Exercise ▸
Rescale the stretch from the line containing "Q: For the truck" through the end of the rows below, giving those lines again with the requests included. Multiply every point coordinate in the answers by 0.7 and round to whole numbers with halves rounding up, leaving the requests and their format samples unchanged.

>>>

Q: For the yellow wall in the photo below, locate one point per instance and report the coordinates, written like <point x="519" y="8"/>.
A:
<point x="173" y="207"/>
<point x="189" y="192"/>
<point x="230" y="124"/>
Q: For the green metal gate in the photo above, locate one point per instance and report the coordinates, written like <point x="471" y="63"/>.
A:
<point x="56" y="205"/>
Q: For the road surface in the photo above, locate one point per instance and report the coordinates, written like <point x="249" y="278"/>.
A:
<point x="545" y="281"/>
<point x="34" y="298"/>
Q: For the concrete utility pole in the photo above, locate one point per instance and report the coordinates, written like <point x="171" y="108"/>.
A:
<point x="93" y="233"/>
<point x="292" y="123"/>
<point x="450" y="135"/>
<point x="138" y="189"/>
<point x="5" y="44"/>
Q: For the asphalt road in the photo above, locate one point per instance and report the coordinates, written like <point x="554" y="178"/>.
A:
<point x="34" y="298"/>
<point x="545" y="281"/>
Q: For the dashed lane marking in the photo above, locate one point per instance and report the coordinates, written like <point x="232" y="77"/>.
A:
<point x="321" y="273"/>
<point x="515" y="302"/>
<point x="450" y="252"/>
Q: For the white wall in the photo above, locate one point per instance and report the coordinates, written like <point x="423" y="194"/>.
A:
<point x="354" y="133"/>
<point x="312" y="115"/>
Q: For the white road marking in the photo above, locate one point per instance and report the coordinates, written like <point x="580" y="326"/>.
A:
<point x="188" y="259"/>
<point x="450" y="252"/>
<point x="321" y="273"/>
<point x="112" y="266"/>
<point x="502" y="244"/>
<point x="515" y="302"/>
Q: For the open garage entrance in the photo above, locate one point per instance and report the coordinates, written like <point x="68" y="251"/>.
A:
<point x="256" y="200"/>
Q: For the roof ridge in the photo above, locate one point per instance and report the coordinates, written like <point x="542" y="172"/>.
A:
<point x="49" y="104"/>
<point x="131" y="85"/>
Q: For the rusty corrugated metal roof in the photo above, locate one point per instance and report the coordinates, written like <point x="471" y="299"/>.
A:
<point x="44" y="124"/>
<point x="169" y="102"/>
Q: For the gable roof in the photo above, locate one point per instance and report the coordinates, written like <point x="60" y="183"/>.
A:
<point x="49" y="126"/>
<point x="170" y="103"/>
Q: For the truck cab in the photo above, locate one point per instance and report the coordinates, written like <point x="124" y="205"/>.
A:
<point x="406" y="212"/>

<<<

Output of the task ▸
Q: For the truck cab in the photo above, locate one point per instance and report the coordinates, written like <point x="124" y="205"/>.
A:
<point x="284" y="148"/>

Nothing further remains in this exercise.